**What to do:** Determine how many lines in the entries contain the word "above", and give that number with no other text.

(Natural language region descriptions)
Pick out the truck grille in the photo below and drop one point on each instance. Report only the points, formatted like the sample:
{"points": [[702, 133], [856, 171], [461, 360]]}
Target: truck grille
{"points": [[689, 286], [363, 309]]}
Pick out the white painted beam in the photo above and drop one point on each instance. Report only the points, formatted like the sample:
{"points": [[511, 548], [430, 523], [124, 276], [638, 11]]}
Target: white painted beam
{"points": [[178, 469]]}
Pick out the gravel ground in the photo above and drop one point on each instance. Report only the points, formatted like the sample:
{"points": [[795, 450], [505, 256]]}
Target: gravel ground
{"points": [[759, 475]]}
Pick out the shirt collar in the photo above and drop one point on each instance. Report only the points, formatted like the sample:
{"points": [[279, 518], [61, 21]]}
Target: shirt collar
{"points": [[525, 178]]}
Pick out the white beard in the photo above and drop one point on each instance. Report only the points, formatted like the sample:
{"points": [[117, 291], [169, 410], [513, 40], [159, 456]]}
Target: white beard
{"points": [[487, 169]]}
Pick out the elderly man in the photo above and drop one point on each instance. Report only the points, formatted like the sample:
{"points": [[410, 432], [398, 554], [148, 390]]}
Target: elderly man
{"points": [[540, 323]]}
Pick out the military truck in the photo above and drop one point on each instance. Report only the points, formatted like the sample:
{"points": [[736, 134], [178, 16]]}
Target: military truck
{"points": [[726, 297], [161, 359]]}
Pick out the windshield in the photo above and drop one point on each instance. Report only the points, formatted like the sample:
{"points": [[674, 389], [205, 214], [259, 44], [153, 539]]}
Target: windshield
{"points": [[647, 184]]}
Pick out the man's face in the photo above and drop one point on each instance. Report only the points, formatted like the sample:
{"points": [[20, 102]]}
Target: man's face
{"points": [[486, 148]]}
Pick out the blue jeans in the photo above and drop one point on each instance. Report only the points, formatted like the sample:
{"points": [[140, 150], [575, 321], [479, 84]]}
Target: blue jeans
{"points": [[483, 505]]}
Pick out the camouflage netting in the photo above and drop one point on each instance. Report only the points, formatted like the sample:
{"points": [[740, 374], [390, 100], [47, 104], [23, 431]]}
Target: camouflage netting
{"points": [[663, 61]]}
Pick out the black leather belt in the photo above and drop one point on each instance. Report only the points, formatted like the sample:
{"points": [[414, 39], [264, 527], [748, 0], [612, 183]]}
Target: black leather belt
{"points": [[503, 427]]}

**Task answer:** 11